Write out, precisely and in full, each line of the material.
-- Start --
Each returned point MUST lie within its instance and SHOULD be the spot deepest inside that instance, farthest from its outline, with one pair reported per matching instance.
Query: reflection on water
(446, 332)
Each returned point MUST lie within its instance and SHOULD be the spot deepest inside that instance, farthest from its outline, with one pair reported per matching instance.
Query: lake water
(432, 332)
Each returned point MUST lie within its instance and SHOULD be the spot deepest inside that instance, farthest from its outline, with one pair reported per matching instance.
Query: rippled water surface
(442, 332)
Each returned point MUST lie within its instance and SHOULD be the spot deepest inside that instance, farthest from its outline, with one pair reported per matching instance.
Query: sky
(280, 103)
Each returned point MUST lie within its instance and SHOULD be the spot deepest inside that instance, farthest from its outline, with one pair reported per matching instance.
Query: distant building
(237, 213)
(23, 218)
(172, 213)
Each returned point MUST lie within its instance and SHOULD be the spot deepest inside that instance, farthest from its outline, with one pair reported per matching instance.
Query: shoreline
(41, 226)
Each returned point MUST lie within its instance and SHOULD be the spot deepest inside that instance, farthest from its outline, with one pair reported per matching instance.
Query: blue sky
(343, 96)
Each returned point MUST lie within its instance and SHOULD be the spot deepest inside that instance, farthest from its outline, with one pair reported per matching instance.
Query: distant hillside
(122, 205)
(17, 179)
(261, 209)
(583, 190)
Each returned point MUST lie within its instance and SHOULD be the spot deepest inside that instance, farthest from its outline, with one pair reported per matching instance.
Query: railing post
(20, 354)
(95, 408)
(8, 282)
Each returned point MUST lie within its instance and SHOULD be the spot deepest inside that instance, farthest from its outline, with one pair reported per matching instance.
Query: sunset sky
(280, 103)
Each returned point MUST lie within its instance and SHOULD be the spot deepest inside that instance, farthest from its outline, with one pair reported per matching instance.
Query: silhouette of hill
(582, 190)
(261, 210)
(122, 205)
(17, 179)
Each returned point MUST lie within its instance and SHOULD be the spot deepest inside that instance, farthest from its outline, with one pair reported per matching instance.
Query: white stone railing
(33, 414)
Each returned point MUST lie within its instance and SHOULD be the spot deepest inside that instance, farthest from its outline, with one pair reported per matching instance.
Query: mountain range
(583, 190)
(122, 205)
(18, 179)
-- End --
**TASK SOLUTION**
Each returned point MUST lie within its instance and SHOULD be the spot deepest inside that instance, farthest from its outline, with one pair reported per matching instance.
Query: reflection on water
(446, 332)
Each returned point MUST lie within its instance and SHOULD be the spot deepest inside that instance, farthest from its outline, with one pair reported per matching instance.
Query: lake water
(432, 332)
Each returned point MUST lie within its instance and SHOULD be the spot deepest inside that instance, farthest from its outline, with one pair reported per matching instance.
Query: rippled water surface
(442, 332)
Each returned point MUST lie within its instance and SHOULD be the spot deepest inside that instance, farthest from its outline, with one pair reported per matching instance.
Query: sky
(280, 103)
Each returned point MUST lie within its instance and SHOULD be the spot deepest inside that instance, farthest from its outline, with one pair reported per matching instance.
Query: distant building
(237, 213)
(23, 218)
(172, 213)
Each returned point MUST lie within its instance and SHOULD be the spot deepest inside that instance, farthest from its outline, with one pair reported per matching instance.
Query: shoreline
(41, 226)
Each returned point MUST lie within its instance and SHOULD be the spot deepest inside that instance, farthest from its outline, with one pair reported per matching instance.
Query: blue sky
(343, 96)
Each returned point MUST lie within its instance and SHOULD be the spot deepest inside that instance, farthest from its outline, with one pair reported per matching instance.
Query: distant hillside
(122, 205)
(17, 179)
(261, 209)
(583, 190)
Each returned point MUST lie within its instance and SHOULD be the spot deepest inside that instance, farthest from its outline, with one pair reported per matching instance.
Query: railing post
(20, 354)
(95, 408)
(8, 282)
Each returned point MUST lie within its instance and SHOULD be the spot deepest inside that instance, farthest from its outline, with one pair reported per matching instance.
Query: sunset sky
(280, 103)
Each returned point MUST lie within its instance and SHOULD be the spot deepest inside that instance, farthest from its outline, with one pair reported per matching instance.
Query: silhouette of hill
(582, 190)
(261, 210)
(122, 205)
(17, 179)
Each returned point MUST lie within its instance and SHOULD be the spot deepest inside that instance, farthest from its outline, with one pair reported per matching instance.
Query: white stone railing
(33, 414)
Each returned point MUST lie within its instance and SHOULD be the spot deepest inside that instance, farthest from its outline, with one pair reported per matching instance.
Query: mountain range
(583, 190)
(122, 205)
(18, 179)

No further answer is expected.